= Page extract =
= = = = = = =
“It’s quite exciting to think that all around the world truffle-like fungi are evolving independently to look similar to each other, even though they all have different close relatives, most of which are mushrooms.”
David Orlovich, molecular botanist, University of Otago
Fungi come in all shapes and sizes. There are the familiar mushrooms and toadstools, with their distinctive umbrella-like cap, that keeps rain off the spores developing in gills on their underside.
There are underground truffles that are prized, not for their lumpy potato-like appearance, but for their delicate aroma, which is a way of attracting animals that will dig then up, eat them and spread their spores.
And then there are the truffle-like and pouch fungi, which are mushrooms that have evolved a more truffle-like appearance. Pouch fungi still have a stalk, while the truffle-like ones have gone further down the truffle path and lost their stalk.
New Zealand’s truffle-like fungi are often brightly coloured – red, blue or purple – and are found in association with rotting wood on the forest floor.
The late Ross Beever suggested that they had evolved to resemble large fruits, to encourage birds such as moa to eat them and spread the spores in their droppings. Another theory is that the trait evolved in response to changing climates.
= = = = = = =
Point-per-instance localization data:

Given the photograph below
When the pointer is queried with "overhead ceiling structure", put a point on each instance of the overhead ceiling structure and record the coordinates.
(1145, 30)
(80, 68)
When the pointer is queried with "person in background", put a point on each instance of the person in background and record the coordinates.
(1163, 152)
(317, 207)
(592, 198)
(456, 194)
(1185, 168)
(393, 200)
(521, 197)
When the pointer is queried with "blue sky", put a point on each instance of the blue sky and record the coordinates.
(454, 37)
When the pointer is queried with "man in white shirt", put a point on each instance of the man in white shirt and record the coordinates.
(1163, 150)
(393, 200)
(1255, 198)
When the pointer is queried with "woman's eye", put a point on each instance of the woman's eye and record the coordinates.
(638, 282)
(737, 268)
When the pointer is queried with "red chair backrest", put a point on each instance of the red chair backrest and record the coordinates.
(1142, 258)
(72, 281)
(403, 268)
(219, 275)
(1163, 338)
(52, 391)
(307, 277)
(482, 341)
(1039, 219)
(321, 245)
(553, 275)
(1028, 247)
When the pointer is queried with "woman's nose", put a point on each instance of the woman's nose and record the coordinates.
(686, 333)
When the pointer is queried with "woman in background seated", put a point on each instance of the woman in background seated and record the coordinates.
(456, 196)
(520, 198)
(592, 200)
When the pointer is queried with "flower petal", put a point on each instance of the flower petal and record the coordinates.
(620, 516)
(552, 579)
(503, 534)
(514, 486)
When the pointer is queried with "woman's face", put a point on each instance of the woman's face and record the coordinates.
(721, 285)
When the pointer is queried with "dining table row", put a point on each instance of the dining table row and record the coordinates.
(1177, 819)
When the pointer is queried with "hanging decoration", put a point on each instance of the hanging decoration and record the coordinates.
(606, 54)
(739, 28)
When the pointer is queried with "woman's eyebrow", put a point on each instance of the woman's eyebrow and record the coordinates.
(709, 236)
= = = = = = =
= Complete the following =
1) According to the fungi passage, what colors are New Zealand's truffle-like fungi often?
2) Rewrite everything in the fungi passage from "There are underground" down to "spread their spores.", replacing "animals" with "creatures".
3) Summarize the fungi passage in two sentences.
The listing is separate material, unrelated to the fungi passage.

= Responses per task =
1) Red, blue or purple.

2)
There are underground truffles that are prized, not for their lumpy potato-like appearance, but for their delicate aroma, which is a way of attracting creatures that will dig then up, eat them and spread their spores.

3) Besides mushrooms and underground truffles, there are truffle-like and pouch fungi: mushrooms that have evolved a more truffle-like appearance, with pouch fungi keeping a stalk and truffle-like ones losing it. New Zealand's truffle-like fungi are often brightly colored and grow with rotting wood, and they may have evolved to resemble fruits that birds such as moa would eat, or in response to changing climates.